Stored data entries
-.-.-
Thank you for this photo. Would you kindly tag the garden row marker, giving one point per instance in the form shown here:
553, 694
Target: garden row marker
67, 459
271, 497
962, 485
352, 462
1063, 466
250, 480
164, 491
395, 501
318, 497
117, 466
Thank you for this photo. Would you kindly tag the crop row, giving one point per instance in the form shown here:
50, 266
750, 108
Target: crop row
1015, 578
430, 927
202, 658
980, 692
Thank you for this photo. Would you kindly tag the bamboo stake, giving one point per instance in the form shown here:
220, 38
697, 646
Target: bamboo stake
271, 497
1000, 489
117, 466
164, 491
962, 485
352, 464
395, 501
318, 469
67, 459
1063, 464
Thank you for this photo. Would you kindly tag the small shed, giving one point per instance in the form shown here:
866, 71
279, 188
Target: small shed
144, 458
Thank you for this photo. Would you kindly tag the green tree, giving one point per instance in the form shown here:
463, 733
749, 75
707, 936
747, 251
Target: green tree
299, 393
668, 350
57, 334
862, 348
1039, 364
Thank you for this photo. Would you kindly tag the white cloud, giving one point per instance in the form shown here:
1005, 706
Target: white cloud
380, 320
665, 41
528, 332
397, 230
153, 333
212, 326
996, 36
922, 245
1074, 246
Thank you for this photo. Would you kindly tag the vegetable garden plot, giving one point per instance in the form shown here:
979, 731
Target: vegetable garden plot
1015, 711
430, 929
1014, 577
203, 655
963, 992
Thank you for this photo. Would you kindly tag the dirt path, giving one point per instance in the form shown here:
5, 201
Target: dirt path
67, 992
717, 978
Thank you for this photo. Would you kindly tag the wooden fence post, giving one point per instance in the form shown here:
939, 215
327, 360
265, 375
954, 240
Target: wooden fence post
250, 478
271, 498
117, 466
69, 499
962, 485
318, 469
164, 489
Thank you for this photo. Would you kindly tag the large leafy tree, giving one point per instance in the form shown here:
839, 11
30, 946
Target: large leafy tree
-.-.-
* Exercise details *
Using the data above, repeat every line exactly.

* Your response *
Thank you for this photo. Would you kindly tag the garden row marker, giving one point per instance in the form shown here:
553, 694
Target: garden row marker
67, 459
271, 497
962, 485
352, 462
1063, 466
250, 480
164, 491
395, 501
318, 497
117, 466
Thank you for this photo. Would you kindly tag the crop row, giving one point per instance in the form shown here:
50, 266
750, 108
Target: crop row
1015, 578
430, 927
202, 658
980, 692
Thank you for this photo. Would you kindly tag the bamboo stake, giving one point per instance in the form shown here:
220, 38
697, 646
Target: bamboo stake
271, 497
1000, 489
117, 466
164, 491
962, 485
352, 464
395, 501
318, 469
67, 459
1063, 464
Thank you for this photo. Would you kindly tag the small shed, giving one point per instance in the form shown here:
866, 71
279, 188
Target: small shed
144, 458
Thank you for this photo. Would you kindly tag the green tree, giving one point per instance in the form shown here:
463, 733
749, 75
707, 936
747, 251
Target: green tree
299, 393
668, 350
57, 334
862, 348
1039, 364
Thank you for this photo. Would you kindly tag the white cloud, giving one point per instance in the form shown here:
1005, 706
Target: white cloud
380, 320
665, 41
528, 332
397, 230
153, 333
212, 326
996, 36
922, 245
1074, 246
Thank you for this photo. Would you kindly tag the vegetable garden plot, giving one point per instance in the form shown here:
979, 731
Target: vegetable garden plot
1015, 711
430, 929
1014, 577
203, 655
963, 992
Thank you for this photo. Would you kindly tag the dirt path, giving one point per instance in the form shown here:
5, 201
Target: dirt path
67, 992
717, 978
Thank you for this photo. Would you kindly tag the wooden fence post, giving one point per instance in the form shown here:
939, 215
327, 360
265, 375
954, 240
Target: wooden fence post
250, 478
271, 498
117, 466
69, 499
962, 485
318, 469
164, 489
Thank you for this photo. Would you kindly tag the large leafy tree, giving one point per instance in the form shown here:
839, 11
30, 946
Target: large leafy tree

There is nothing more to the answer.